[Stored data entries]

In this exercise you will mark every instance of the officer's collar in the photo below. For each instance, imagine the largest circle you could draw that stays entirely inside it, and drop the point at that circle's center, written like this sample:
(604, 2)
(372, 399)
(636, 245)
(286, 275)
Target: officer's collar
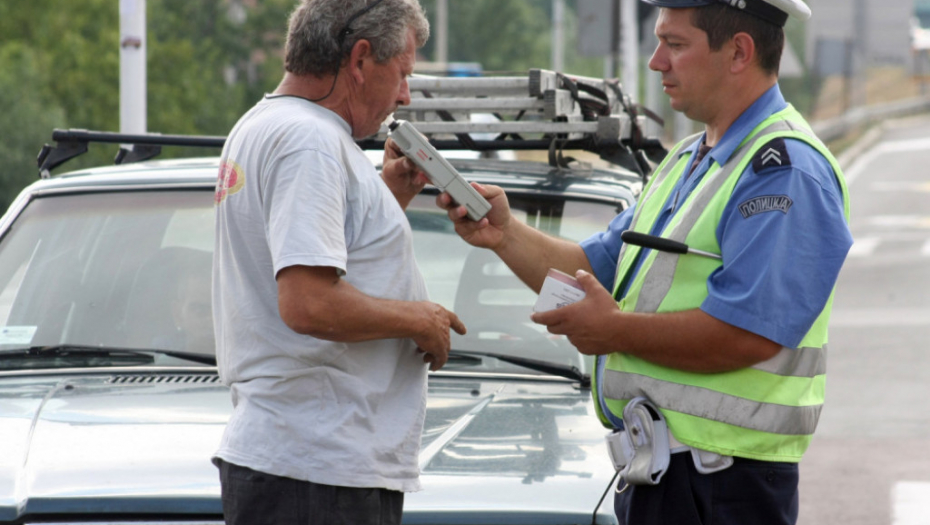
(769, 103)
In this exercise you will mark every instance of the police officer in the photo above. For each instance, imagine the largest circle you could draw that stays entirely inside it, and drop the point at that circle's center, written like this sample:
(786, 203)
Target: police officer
(728, 353)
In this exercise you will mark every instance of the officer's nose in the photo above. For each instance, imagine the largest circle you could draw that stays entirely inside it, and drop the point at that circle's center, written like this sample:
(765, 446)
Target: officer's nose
(657, 61)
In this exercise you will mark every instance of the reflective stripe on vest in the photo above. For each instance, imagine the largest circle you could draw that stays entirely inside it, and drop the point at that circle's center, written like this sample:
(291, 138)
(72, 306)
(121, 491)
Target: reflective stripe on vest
(768, 411)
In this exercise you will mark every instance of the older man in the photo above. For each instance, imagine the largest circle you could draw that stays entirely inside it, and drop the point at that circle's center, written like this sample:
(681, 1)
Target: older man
(324, 333)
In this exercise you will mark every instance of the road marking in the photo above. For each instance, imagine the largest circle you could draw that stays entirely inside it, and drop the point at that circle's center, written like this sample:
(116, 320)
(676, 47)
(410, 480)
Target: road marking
(864, 247)
(880, 317)
(900, 221)
(908, 186)
(911, 500)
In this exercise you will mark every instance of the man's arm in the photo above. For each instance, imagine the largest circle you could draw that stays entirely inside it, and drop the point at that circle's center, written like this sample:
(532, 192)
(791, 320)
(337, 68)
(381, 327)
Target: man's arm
(401, 175)
(528, 252)
(690, 340)
(315, 301)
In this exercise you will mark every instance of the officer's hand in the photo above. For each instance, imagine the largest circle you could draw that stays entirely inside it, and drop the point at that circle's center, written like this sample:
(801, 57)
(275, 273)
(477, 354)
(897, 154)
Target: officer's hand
(489, 231)
(401, 175)
(587, 323)
(434, 339)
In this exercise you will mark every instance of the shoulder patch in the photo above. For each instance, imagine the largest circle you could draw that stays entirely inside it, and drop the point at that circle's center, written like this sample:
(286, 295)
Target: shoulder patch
(764, 204)
(773, 155)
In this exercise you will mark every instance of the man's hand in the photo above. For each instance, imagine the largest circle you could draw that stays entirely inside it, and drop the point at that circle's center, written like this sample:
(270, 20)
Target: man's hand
(489, 232)
(589, 323)
(401, 175)
(434, 339)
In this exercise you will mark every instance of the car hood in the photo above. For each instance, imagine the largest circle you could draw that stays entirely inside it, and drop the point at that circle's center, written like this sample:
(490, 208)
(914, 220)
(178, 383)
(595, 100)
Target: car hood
(140, 444)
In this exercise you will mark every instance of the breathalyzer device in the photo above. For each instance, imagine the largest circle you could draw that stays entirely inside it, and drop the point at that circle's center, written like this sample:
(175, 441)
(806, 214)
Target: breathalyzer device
(445, 177)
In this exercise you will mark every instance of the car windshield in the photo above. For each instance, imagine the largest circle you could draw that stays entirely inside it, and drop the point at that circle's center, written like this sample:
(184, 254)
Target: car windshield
(132, 270)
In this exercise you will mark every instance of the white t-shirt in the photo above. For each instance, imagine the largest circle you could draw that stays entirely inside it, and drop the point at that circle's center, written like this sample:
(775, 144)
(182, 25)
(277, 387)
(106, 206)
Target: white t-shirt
(295, 189)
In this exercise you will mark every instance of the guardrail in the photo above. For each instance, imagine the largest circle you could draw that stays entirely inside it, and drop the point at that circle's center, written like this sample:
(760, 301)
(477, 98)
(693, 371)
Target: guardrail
(857, 118)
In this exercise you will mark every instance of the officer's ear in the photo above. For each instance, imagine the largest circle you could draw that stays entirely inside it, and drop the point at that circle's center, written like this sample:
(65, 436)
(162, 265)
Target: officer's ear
(742, 52)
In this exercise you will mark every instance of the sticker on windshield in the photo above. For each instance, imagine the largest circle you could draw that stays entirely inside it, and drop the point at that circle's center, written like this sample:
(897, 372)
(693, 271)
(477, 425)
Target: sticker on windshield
(17, 335)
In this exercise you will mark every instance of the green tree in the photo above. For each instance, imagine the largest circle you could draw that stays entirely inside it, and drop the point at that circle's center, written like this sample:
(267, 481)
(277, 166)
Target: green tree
(27, 119)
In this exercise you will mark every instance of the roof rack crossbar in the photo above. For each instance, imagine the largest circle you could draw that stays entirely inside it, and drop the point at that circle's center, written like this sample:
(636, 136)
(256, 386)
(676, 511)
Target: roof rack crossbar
(522, 112)
(70, 143)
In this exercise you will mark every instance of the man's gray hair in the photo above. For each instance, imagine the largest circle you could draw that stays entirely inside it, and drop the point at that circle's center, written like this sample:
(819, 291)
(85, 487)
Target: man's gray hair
(318, 41)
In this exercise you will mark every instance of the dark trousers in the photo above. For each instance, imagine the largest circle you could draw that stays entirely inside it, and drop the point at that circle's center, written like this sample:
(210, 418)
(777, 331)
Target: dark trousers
(748, 493)
(255, 498)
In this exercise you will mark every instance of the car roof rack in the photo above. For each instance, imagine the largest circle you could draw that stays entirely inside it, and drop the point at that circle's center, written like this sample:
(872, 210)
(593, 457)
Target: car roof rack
(542, 110)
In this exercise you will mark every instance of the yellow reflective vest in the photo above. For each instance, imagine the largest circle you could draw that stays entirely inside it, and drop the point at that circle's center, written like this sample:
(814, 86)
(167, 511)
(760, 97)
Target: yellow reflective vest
(766, 412)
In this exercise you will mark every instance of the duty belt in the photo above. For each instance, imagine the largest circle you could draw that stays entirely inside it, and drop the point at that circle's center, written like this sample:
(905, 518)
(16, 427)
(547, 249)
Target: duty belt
(641, 452)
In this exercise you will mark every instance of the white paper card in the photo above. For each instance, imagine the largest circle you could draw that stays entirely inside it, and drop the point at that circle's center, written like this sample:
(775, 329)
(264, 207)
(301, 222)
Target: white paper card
(558, 290)
(17, 335)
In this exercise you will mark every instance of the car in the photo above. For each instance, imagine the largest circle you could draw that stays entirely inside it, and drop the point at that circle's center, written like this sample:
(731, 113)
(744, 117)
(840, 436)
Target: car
(110, 403)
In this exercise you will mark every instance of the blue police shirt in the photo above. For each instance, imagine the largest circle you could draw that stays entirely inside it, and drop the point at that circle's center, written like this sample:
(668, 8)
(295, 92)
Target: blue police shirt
(780, 263)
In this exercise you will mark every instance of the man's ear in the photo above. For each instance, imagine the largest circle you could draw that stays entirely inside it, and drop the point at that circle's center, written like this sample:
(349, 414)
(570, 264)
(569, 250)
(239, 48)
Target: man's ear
(361, 52)
(743, 52)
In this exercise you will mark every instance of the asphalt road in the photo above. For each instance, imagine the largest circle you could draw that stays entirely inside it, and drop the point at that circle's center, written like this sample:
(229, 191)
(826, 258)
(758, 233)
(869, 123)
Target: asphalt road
(869, 463)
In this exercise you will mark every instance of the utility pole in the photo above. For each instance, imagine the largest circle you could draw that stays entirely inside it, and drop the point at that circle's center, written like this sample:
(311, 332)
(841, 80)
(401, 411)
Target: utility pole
(629, 46)
(558, 35)
(442, 33)
(861, 53)
(132, 67)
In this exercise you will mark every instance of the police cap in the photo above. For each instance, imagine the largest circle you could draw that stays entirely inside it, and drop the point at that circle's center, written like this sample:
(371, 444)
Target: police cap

ABOUT THIS EXERCISE =
Could you reproduce every entry exactly, leaving out the pictures?

EXERCISE OUTPUT =
In this exercise you will mark every instance of the officer's collar in the photo below. For each instance, imagine the largest circle you could draw that stays entirely inside it, and drop the point at that circle's center, written like this sample:
(604, 2)
(372, 399)
(636, 245)
(286, 275)
Target: officer's collar
(769, 103)
In this exercise you will mark every instance of the police officer in the photo above. For each instance, imagine the largest circle you could draw that stays entirely inside it, and drop the point at that circle's center, written like this sample:
(786, 203)
Target: police officer
(728, 353)
In this exercise you will mark every instance of the officer's nose in the photo above. For each instance, imagine the largest circle you could draw that stays entirely inside it, and drop the point at that circle's center, written like this sample:
(765, 446)
Target: officer's nose
(657, 61)
In this exercise you will mark every instance of the reflective stripe on vest in the photo above. For each instance, imagine the largest circle you could draw that stays entirely inside it, and drop the point at that circle's center, written like this sample:
(291, 138)
(72, 306)
(121, 491)
Target: reflective stripe on vest
(768, 411)
In this exercise you will mark every instance of the older man in the photo above. For each instance, imagine the largest circle you could draw that stays entirely inside it, and drop the point at that circle's center, written like this sample:
(681, 1)
Target: older man
(324, 333)
In this exercise you will mark every instance of the road marking in the photo above. For each instance, imagine the largest circle you could draw that stays entirely inside it, and drop the point at that circle's center, written like this sample:
(116, 320)
(676, 47)
(410, 480)
Target: road marking
(864, 247)
(880, 317)
(900, 221)
(908, 186)
(911, 500)
In this exercise you will mark every instance of the man's arm in the photo above. For each instance, imagine the largest circle you could draw that stays entirely inside it, and drop the point at that circle's center, written like this sample:
(532, 192)
(791, 320)
(337, 68)
(381, 327)
Target: man's arm
(401, 175)
(528, 252)
(690, 340)
(315, 301)
In this exercise you will mark every instance of the officer's hand in the photo above. For each instance, imagine the largest circle you could draw that stays entirely inside it, and drop the point at that circle's center, written like this sample:
(801, 57)
(275, 273)
(477, 354)
(897, 154)
Target: officer's hand
(489, 231)
(401, 175)
(587, 323)
(434, 339)
In this exercise you will mark every instance of the shoulder patch in the photo above. For each instance, imagine the largest circle you could draw that stays entirely inside it, and drop the point at that circle's center, written like this sample:
(286, 295)
Target: shoulder patch
(764, 204)
(773, 155)
In this exercise you will mark every instance of the man's hand in the photo above. For each instance, imagine the largest circle you could draw that stays entirely inside it, and drop the point at that circle's center, written like this sample:
(270, 20)
Target: man's hand
(489, 232)
(589, 323)
(401, 175)
(434, 339)
In this exercise you will mark every instance of the car hood in the photo above. For each instance, imagine the largest circle you could draw that stays entirely inside it, and drop the point at that circle's center, written like this sample:
(490, 208)
(914, 220)
(178, 383)
(595, 100)
Target: car hood
(140, 444)
In this exercise you will mark every instance of the breathalyzer device in the photo above. For each instance, imagine the largest circle you could draw that stays entirely inside it, and drop the point at that circle's center, written like this sample:
(175, 441)
(806, 214)
Target: breathalyzer device
(445, 177)
In this exercise you will mark every instance of the car windshield in the photo above. For each instance, imagine the largest circle you could draw that stays entirely inside it, and drop the point at that circle's center, written like this sample:
(184, 254)
Target: car windshield
(132, 270)
In this exercise you will mark every instance of the white t-shirt in the photo above. For each instance, imagine the largest circle you could draw that stays entirely inside it, and drop the point at that circle's center, written like this sample:
(775, 144)
(182, 25)
(277, 387)
(106, 206)
Target: white t-shirt
(295, 189)
In this exercise you will mark every instance of the guardrail in the photo above. For each instance, imagine the largest circle you could draw that stays entirely inside it, and drop the point at that circle's center, written like this sample:
(760, 301)
(477, 98)
(693, 371)
Target: guardrail
(857, 118)
In this exercise you will mark every instance of the officer's ear in the photo above. For each instance, imagine the largest circle you could draw that stays entirely inside it, and drop the point at that circle's center, written like this sample:
(65, 436)
(162, 265)
Target: officer's ear
(742, 52)
In this exercise you will mark every instance of the sticker on windshield in the photo above. For each instance, imagine the largest circle you could draw that stays entirely inside it, and drop the point at that circle's center, written like this sample:
(897, 372)
(693, 271)
(477, 425)
Target: sticker on windshield
(17, 335)
In this exercise you will mark every instance of the green tree in the photo above. For each instance, imagine the largest circle you could draw that stays entirely inside it, and drop the point at that circle's center, written like this sample:
(267, 481)
(277, 166)
Target: green tree
(27, 119)
In this exercise you will mark every instance of the roof rack crossbar in the photo above. For each instance, imagine the largest circle you could draw that stays entirely inside it, and drop the point at that circle's center, written like this sample:
(636, 136)
(256, 386)
(676, 511)
Target: roof rack crossbar
(522, 112)
(70, 143)
In this exercise you will mark every instance of the man's gray hair in the photo above. For each instance, imagine the largest circle you could draw that stays entirely inside it, and drop the point at that circle's center, written like this sample:
(819, 291)
(85, 487)
Target: man's gray hair
(318, 41)
In this exercise you will mark every instance of the dark trousers in the photo above. For each instance, imagine the largest circle you could draw that stays entirely inside it, and drop the point at that circle's center, written like this sample:
(210, 418)
(777, 331)
Target: dark trousers
(748, 493)
(255, 498)
In this exercise you will mark every instance of the car roof rack in the photo above. For each instance, imagine the largest circle you could draw that stays entirely inside it, and drop the point at that circle's center, written like this sample:
(872, 210)
(593, 457)
Target: car roof rack
(542, 110)
In this exercise you will mark every instance of the yellow reflective vest in the photo above. For each instance, imagine the largest circle you could draw that stays entirely inside it, and drop the point at that circle's center, written like this sample:
(814, 86)
(167, 511)
(760, 97)
Target: yellow reflective vest
(766, 412)
In this exercise you will mark every instance of the duty belt in the photo above. For each instance, imagine the largest circle you could draw that stays entirely inside it, and drop the point at that circle's center, written like this sample:
(905, 518)
(16, 427)
(547, 249)
Target: duty belt
(641, 452)
In this exercise you will mark every instance of the white paper card in the photo above. For each instance, imagine the largest circle you could draw that stays entirely inside it, and drop the point at that circle's center, written like this sample:
(775, 329)
(264, 207)
(301, 222)
Target: white paper card
(558, 290)
(17, 335)
In this exercise you will mark every instance of the car in the photo above. For each instance, imagine the largest circle you could draw that stays entirely inside it, and drop the point at that circle's center, written like this sample:
(731, 113)
(744, 117)
(840, 436)
Target: car
(110, 403)
In this exercise you will mark every instance of the blue police shirt in the photo above. For each instance, imagine the largest circle you could draw that stays entirely inside it, and drop the point at that circle's center, written like this sample:
(668, 8)
(295, 92)
Target: blue police shirt
(780, 263)
In this exercise you will mark every instance of the man's ear in the photo above. For each instance, imagine the largest circle you could draw that stays entirely inside it, and drop the point at that circle's center, written like this sample:
(349, 414)
(570, 264)
(569, 250)
(239, 48)
Target: man's ear
(361, 52)
(743, 52)
In this exercise you will mark every instance of the asphalt road in the photo above. For each instance, imagine the largest circle you could draw that stays entirely inside it, and drop the point at that circle's center, written like this sample:
(229, 191)
(826, 258)
(758, 233)
(869, 123)
Target: asphalt road
(869, 463)
In this exercise you will mark every instance of the utility pole in the photo above. For each instance, imagine the largest circle you could draw that stays entirely inside it, and drop the point at that circle's center, written like this sample:
(311, 332)
(841, 80)
(401, 411)
Target: utility pole
(629, 46)
(558, 35)
(442, 33)
(861, 53)
(132, 67)
In this exercise you will mark every instance of the police cap in the photo above. For each instance, imagine the largest circle you could draw that stays entirely inside it, and drop the point at that circle's center, written like this sample:
(371, 444)
Target: police cap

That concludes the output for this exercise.